** Start of RAW RECORDS **

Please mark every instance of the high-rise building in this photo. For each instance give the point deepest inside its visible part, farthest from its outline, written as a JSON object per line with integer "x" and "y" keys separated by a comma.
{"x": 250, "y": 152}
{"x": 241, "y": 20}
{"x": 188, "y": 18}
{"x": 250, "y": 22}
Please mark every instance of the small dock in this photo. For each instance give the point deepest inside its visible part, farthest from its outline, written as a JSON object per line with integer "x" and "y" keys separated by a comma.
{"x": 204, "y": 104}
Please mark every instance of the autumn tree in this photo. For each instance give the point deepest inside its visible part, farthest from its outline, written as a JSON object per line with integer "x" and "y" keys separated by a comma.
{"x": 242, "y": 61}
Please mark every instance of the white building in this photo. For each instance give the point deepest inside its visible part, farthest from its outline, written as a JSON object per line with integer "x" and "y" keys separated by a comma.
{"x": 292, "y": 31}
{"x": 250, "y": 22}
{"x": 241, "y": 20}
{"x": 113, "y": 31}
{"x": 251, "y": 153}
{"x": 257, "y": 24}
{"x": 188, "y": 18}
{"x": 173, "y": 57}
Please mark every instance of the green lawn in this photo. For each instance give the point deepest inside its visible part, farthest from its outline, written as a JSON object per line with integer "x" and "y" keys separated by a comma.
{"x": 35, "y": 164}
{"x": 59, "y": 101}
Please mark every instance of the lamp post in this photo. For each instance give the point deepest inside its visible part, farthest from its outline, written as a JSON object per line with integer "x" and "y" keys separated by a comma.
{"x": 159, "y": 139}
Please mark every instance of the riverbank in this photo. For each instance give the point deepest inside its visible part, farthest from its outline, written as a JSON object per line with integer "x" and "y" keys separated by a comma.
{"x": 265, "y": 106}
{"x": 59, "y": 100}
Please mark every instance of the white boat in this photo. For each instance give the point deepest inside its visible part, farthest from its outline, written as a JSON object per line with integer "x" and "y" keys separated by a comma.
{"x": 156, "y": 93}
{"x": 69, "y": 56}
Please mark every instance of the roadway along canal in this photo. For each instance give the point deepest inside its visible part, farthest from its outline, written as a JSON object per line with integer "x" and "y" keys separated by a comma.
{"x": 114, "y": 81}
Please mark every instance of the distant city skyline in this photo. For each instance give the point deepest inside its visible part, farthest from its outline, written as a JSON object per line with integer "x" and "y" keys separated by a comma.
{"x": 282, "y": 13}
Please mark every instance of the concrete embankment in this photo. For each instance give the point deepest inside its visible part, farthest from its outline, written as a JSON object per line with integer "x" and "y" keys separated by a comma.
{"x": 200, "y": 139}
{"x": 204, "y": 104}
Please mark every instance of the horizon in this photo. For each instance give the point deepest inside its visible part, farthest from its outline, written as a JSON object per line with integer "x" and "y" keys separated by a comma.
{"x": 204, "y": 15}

** End of RAW RECORDS **

# WRITTEN PROBLEM
Copy the entries exactly, beginning at the line that contains "Please mark every instance of the roadway" and stopping after the last line of the entries.

# EXERCISE SOLUTION
Please mark every instance of the roadway along canal in this photo. For each instance give the point deepest inside its visible part, farthest from its outline, written as a JSON object per line with integer "x" and "y" keys separated by a comma.
{"x": 114, "y": 81}
Please mark every instance of the distant city skyline in this photo. For each instance give the point deepest inside its visible part, farthest from its outline, written as a JSON object per line with integer "x" and "y" keys separated by a comma.
{"x": 282, "y": 13}
Please mark every instance of the concrete embankment in this photo. For each instance give the point deepest inside its visible part, farthest from its outline, written as a JSON object per line with integer "x" and "y" keys separated by a comma.
{"x": 200, "y": 139}
{"x": 204, "y": 104}
Please mark every instance of the horizon in this photo. For each instance give the point deepest inside its visible part, farthest from its outline, written as a JSON object per line with integer "x" and "y" keys separated by a comma.
{"x": 204, "y": 15}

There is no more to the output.